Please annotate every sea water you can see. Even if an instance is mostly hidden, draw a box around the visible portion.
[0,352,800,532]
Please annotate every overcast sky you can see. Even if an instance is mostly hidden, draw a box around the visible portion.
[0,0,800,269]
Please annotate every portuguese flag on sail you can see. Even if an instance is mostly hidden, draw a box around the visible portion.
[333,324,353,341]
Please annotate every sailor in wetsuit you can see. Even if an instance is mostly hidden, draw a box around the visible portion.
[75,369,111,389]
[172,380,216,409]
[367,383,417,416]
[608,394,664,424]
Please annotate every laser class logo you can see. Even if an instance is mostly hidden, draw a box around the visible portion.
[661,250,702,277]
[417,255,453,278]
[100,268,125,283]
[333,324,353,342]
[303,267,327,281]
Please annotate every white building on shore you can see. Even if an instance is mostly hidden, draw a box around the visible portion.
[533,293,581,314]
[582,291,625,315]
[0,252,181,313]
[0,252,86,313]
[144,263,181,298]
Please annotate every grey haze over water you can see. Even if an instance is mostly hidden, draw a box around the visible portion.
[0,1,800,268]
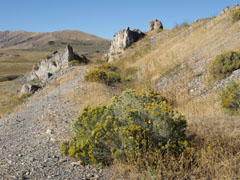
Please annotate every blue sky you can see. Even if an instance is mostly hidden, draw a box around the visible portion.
[0,0,240,39]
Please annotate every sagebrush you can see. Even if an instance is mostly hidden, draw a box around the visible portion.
[220,81,240,115]
[85,69,121,85]
[232,9,240,22]
[60,90,187,165]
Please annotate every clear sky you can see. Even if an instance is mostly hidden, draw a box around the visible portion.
[0,0,240,39]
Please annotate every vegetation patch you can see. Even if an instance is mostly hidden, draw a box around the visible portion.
[60,90,188,166]
[210,51,240,81]
[220,81,240,115]
[100,64,117,71]
[33,64,39,71]
[232,9,240,22]
[85,69,121,85]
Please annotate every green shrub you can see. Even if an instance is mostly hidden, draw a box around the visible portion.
[60,90,187,165]
[232,9,240,22]
[51,61,57,66]
[85,70,121,85]
[100,64,117,71]
[210,51,240,80]
[68,60,81,66]
[220,81,240,115]
[33,64,39,71]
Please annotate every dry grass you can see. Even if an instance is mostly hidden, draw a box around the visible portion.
[103,10,240,180]
[0,50,50,77]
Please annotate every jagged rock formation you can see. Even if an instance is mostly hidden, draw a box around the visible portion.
[108,27,145,62]
[20,84,41,95]
[20,45,88,95]
[149,19,163,31]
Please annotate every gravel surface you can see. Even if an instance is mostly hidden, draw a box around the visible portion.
[0,67,104,180]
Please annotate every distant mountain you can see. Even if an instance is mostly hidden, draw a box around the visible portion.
[0,30,110,52]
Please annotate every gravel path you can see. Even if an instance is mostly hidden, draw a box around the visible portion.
[0,67,104,180]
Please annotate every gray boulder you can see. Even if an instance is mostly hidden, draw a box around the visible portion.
[20,84,41,96]
[26,45,87,84]
[108,27,145,62]
[149,19,163,31]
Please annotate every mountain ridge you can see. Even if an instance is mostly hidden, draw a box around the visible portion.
[0,30,110,51]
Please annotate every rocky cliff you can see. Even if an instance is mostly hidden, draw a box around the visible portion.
[149,19,163,31]
[108,27,144,62]
[21,45,88,94]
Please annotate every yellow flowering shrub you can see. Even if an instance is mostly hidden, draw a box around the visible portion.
[85,69,121,85]
[100,64,117,71]
[220,81,240,115]
[60,90,187,165]
[232,9,240,22]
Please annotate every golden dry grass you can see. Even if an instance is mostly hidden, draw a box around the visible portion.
[102,10,240,180]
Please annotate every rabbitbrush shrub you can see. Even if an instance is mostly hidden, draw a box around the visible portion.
[60,90,187,165]
[232,9,240,22]
[85,70,121,85]
[220,81,240,115]
[210,51,240,80]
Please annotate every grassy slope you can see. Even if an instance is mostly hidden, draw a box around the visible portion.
[102,10,240,179]
[0,7,240,179]
[0,30,110,52]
____
[Aim of the exercise] Count the lines above that contain the word "water" and give only that number.

[In response] 2